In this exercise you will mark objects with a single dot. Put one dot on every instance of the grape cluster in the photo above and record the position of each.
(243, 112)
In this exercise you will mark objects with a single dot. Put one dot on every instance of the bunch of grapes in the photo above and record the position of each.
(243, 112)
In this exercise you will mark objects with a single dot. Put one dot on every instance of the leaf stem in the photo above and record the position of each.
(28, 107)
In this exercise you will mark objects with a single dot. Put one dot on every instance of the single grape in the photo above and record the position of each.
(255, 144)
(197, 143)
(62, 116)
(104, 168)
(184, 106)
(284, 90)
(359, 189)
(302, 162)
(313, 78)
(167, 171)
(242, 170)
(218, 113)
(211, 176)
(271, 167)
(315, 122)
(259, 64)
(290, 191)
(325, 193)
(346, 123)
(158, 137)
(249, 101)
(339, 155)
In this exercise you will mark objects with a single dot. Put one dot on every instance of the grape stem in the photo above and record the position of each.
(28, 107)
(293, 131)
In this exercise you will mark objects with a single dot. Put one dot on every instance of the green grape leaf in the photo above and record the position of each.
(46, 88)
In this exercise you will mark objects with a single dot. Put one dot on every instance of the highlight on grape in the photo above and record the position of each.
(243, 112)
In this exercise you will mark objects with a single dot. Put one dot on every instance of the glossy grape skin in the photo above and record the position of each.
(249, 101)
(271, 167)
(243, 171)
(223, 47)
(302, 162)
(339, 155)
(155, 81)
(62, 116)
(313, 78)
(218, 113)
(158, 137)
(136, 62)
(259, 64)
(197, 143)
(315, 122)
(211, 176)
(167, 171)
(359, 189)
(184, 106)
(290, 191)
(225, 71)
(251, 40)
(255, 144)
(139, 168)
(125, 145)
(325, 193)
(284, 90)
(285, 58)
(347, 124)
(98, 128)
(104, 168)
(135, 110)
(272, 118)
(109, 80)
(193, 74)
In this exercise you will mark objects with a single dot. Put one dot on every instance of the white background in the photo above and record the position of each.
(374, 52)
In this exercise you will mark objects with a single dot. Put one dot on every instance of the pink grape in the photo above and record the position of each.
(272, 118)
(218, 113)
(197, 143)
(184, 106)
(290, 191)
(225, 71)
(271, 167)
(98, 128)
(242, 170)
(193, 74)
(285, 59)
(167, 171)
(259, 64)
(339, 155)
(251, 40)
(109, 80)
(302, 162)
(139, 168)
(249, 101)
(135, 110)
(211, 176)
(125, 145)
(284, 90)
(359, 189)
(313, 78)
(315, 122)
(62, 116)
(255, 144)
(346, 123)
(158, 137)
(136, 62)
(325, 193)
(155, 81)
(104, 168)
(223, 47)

● ● ●

#### PROBLEM STATEMENT
In this exercise, repeat the entries above verbatim.

#### TASK RESULT
In this exercise you will mark objects with a single dot. Put one dot on every instance of the grape cluster in the photo above and record the position of each.
(243, 112)
In this exercise you will mark objects with a single dot. Put one dot on every instance of the bunch of grapes in the photo above and record the position of each.
(243, 112)
In this exercise you will mark objects with a single dot. Put one dot on every instance of the leaf stem in the photo above and record the position of each.
(28, 107)
In this exercise you will mark objects with a single dot. Put one dot on every instance of the single grape in the photo above and record the position of each.
(255, 144)
(197, 143)
(62, 116)
(104, 168)
(184, 106)
(284, 90)
(359, 189)
(302, 162)
(313, 78)
(167, 171)
(242, 170)
(218, 113)
(211, 176)
(271, 167)
(315, 122)
(259, 64)
(290, 191)
(325, 193)
(346, 123)
(158, 137)
(249, 101)
(339, 155)
In this exercise you will mark objects with a single dot. Put one dot on every instance of the grape stem in the photo above and record the position of each.
(28, 107)
(293, 131)
In this exercise you will mark objects with a single dot. Put one dot on every instance of the green grape leaf in the photo above and record the position of each.
(46, 88)
In this exercise you will mark objects with a single dot. Put one dot on every instance of the highlight on grape in the photo above and record the position of each.
(243, 112)
In this exercise you will mark objects with a single dot. Put one dot on every instance of the glossy grape skin in the photo above and record the position of each.
(249, 101)
(271, 167)
(243, 171)
(223, 47)
(302, 162)
(339, 155)
(155, 81)
(62, 116)
(313, 78)
(218, 113)
(158, 137)
(136, 62)
(259, 64)
(197, 143)
(315, 122)
(211, 176)
(167, 171)
(359, 189)
(184, 106)
(290, 191)
(225, 71)
(251, 40)
(255, 144)
(139, 168)
(125, 145)
(325, 193)
(284, 90)
(285, 58)
(347, 124)
(98, 128)
(104, 168)
(135, 110)
(272, 118)
(109, 80)
(193, 74)
In this exercise you will mark objects with a single dot. Put one dot on every instance of the white background in the photo above and record the position of each.
(374, 52)
In this exercise you will mark objects with a single dot. Put one dot on every instance of the pink grape in the photo above and record the position of each.
(272, 118)
(218, 113)
(197, 143)
(184, 106)
(290, 191)
(225, 71)
(271, 167)
(98, 128)
(242, 170)
(193, 74)
(285, 59)
(167, 171)
(259, 64)
(339, 155)
(251, 40)
(109, 80)
(302, 162)
(139, 168)
(249, 101)
(135, 110)
(211, 176)
(125, 145)
(284, 90)
(359, 189)
(313, 78)
(315, 122)
(62, 116)
(255, 144)
(346, 123)
(158, 137)
(136, 62)
(325, 193)
(155, 81)
(104, 168)
(223, 47)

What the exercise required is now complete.